Your task: Reproduce the items from the start through the line with "box: [223, 135, 268, 177]", swapping "rough mask" for "coarse mask" and leaving everything else unchanged.

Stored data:
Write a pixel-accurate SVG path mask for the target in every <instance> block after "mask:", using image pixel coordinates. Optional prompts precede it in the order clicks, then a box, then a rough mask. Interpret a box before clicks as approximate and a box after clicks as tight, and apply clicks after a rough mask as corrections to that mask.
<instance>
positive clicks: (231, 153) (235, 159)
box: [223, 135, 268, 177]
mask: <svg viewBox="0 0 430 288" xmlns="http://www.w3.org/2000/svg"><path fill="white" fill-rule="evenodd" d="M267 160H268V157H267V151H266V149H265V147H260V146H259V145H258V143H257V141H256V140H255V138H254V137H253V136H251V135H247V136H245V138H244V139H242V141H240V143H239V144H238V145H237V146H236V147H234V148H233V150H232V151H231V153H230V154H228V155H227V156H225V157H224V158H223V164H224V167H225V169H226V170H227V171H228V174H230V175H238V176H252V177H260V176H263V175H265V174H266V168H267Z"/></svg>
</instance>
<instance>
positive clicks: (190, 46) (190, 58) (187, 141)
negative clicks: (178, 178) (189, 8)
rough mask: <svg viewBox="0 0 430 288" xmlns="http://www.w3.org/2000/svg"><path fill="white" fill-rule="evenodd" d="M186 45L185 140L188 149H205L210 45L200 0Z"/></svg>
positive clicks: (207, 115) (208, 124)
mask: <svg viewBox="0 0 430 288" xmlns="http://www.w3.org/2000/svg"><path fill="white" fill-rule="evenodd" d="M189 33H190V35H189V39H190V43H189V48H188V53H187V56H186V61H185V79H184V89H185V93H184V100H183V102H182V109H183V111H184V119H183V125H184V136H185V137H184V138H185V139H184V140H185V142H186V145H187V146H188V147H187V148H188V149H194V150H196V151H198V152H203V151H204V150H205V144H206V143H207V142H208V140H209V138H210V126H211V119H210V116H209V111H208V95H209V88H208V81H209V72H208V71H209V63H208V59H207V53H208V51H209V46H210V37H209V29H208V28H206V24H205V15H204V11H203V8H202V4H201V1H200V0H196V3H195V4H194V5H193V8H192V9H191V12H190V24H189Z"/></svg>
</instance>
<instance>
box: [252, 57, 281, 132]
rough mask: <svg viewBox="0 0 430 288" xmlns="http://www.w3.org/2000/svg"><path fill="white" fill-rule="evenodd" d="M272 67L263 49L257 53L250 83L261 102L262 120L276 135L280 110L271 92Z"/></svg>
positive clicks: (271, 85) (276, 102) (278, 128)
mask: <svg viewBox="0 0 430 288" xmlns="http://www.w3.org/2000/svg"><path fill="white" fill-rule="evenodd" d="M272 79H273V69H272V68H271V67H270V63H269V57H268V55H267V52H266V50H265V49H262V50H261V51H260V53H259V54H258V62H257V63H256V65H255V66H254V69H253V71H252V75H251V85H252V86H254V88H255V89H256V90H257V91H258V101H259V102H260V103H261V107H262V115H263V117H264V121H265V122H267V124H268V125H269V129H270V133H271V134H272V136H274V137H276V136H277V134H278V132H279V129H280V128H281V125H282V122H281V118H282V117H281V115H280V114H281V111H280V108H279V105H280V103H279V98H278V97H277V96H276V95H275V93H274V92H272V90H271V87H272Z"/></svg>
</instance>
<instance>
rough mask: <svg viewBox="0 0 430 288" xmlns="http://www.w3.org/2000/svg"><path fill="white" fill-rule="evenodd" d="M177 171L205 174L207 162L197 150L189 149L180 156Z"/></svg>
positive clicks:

Written solution:
Write a pixel-accurate SVG path mask for the target in every <instance> block after "mask:", using image pixel coordinates. Optional prompts precede it in the order clicks, then a box, then a coarse mask. Interpret a box before clicks as approximate and a box after clicks as tight, and apply clicks after a coarse mask as corrections to that mask.
<instance>
positive clicks: (231, 153) (235, 159)
box: [223, 135, 268, 177]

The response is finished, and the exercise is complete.